(Saved data entries)
....

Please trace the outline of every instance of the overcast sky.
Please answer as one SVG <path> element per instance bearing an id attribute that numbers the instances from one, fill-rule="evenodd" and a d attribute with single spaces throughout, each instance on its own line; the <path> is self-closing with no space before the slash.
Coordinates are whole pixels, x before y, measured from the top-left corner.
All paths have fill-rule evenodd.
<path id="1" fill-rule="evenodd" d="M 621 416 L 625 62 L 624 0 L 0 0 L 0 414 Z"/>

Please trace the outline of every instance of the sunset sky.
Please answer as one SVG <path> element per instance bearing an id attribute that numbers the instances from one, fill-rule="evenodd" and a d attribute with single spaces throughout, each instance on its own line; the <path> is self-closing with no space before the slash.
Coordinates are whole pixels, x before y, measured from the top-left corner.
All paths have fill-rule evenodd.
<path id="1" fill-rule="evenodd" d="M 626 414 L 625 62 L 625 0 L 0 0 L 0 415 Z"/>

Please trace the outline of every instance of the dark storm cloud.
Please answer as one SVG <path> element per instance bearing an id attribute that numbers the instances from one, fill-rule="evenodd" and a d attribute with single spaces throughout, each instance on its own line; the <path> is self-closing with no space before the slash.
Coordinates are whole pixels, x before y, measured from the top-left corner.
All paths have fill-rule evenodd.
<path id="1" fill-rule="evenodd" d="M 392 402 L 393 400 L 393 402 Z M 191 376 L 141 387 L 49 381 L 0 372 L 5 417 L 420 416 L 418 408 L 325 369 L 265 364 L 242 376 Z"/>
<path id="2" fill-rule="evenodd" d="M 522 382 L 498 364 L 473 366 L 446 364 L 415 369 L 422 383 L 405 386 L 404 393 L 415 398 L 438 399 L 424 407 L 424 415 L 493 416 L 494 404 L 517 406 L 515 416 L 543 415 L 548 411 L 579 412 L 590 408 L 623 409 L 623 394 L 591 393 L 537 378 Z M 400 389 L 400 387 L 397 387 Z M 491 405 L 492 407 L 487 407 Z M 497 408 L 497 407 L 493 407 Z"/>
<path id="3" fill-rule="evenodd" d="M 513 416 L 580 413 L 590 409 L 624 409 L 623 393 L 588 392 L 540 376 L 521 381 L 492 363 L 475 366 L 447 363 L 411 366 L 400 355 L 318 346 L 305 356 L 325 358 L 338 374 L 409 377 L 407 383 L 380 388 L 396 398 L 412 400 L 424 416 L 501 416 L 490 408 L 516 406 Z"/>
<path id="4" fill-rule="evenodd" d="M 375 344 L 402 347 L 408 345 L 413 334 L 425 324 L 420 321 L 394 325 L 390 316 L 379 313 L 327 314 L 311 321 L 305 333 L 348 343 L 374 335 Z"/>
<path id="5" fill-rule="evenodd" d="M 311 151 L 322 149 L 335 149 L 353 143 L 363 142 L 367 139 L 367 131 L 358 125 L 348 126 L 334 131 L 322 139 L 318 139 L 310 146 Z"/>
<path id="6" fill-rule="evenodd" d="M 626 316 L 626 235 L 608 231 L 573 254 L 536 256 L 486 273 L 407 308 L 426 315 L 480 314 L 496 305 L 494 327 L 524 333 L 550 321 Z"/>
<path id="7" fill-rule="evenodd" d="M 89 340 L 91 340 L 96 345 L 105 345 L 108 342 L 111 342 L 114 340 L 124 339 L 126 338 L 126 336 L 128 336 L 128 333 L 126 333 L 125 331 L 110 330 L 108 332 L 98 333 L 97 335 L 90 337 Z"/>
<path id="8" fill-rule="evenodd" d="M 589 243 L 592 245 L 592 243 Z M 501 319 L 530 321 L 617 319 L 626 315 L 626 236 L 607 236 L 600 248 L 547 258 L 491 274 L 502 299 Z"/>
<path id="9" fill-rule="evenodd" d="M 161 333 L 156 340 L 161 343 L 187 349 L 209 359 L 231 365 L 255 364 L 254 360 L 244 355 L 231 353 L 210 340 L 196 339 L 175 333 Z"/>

....

## Work to complete
The expected response is the full set of records, reproduced exactly.

## Written answer
Please trace the outline of every instance of the overcast sky.
Please answer as one SVG <path> element per instance bearing an id attribute that numbers the instances from one, fill-rule="evenodd" and a d attribute with single spaces throughout, each instance on its own line; the <path> is self-closing with no space before the slash.
Coordinates are whole pixels, x before y, measured from the top-left corner.
All paths have fill-rule evenodd.
<path id="1" fill-rule="evenodd" d="M 621 416 L 625 62 L 624 0 L 0 0 L 0 414 Z"/>

Please trace the outline of every instance of the sunset sky.
Please answer as one SVG <path> element per instance bearing an id attribute that numbers the instances from one, fill-rule="evenodd" and a d attribute with single spaces throughout, each instance on its own line; the <path> is self-closing with no space before the slash.
Coordinates are whole pixels, x before y, measured from the top-left corner.
All paths have fill-rule evenodd.
<path id="1" fill-rule="evenodd" d="M 626 414 L 625 62 L 625 0 L 0 0 L 0 415 Z"/>

Please trace the outline of every instance of the dark storm cloud.
Please answer as one SVG <path> element per instance bearing an id attribute that numbers the instances from one, fill-rule="evenodd" and a d attribute with single spaces throughout, each instance on its own line; the <path> is self-closing with no space before the slash.
Coordinates are whole pixels, x before y, measured from the top-left corner.
All paths have fill-rule evenodd.
<path id="1" fill-rule="evenodd" d="M 392 402 L 393 400 L 393 402 Z M 191 376 L 141 387 L 49 381 L 0 372 L 5 417 L 420 416 L 418 408 L 325 369 L 265 364 L 242 376 Z"/>
<path id="2" fill-rule="evenodd" d="M 522 382 L 498 364 L 473 366 L 446 364 L 415 369 L 422 383 L 405 386 L 404 393 L 415 398 L 438 399 L 424 407 L 424 415 L 493 416 L 494 404 L 517 406 L 515 416 L 543 415 L 548 411 L 579 412 L 590 408 L 623 409 L 623 394 L 591 393 L 537 378 Z M 400 389 L 400 387 L 397 387 Z M 491 405 L 492 407 L 487 407 Z M 497 408 L 497 407 L 493 407 Z"/>
<path id="3" fill-rule="evenodd" d="M 513 416 L 580 413 L 590 409 L 624 409 L 623 393 L 588 392 L 540 376 L 521 381 L 492 363 L 475 366 L 447 363 L 411 366 L 400 355 L 318 346 L 305 356 L 325 358 L 338 374 L 409 377 L 407 383 L 380 388 L 396 398 L 412 400 L 424 416 L 501 416 L 490 408 L 516 406 Z"/>
<path id="4" fill-rule="evenodd" d="M 375 344 L 402 347 L 408 345 L 413 334 L 425 324 L 420 321 L 394 325 L 390 316 L 379 313 L 327 314 L 311 321 L 305 333 L 348 343 L 374 335 Z"/>
<path id="5" fill-rule="evenodd" d="M 311 151 L 322 149 L 335 149 L 353 143 L 363 142 L 367 139 L 367 131 L 358 125 L 348 126 L 334 131 L 322 139 L 318 139 L 310 146 Z"/>
<path id="6" fill-rule="evenodd" d="M 626 316 L 626 235 L 608 231 L 573 254 L 536 256 L 486 273 L 407 308 L 426 315 L 480 314 L 496 305 L 494 327 L 524 333 L 550 321 Z"/>
<path id="7" fill-rule="evenodd" d="M 89 340 L 91 340 L 96 345 L 105 345 L 108 342 L 111 342 L 114 340 L 124 339 L 126 338 L 126 336 L 128 336 L 128 333 L 126 333 L 125 331 L 110 330 L 108 332 L 98 333 L 97 335 L 90 337 Z"/>
<path id="8" fill-rule="evenodd" d="M 589 243 L 592 245 L 592 243 Z M 501 319 L 530 321 L 617 319 L 626 315 L 626 236 L 607 236 L 600 248 L 547 258 L 491 274 L 502 299 Z"/>
<path id="9" fill-rule="evenodd" d="M 161 333 L 156 340 L 161 343 L 187 349 L 209 359 L 231 365 L 255 364 L 254 360 L 244 355 L 231 353 L 210 340 L 196 339 L 175 333 Z"/>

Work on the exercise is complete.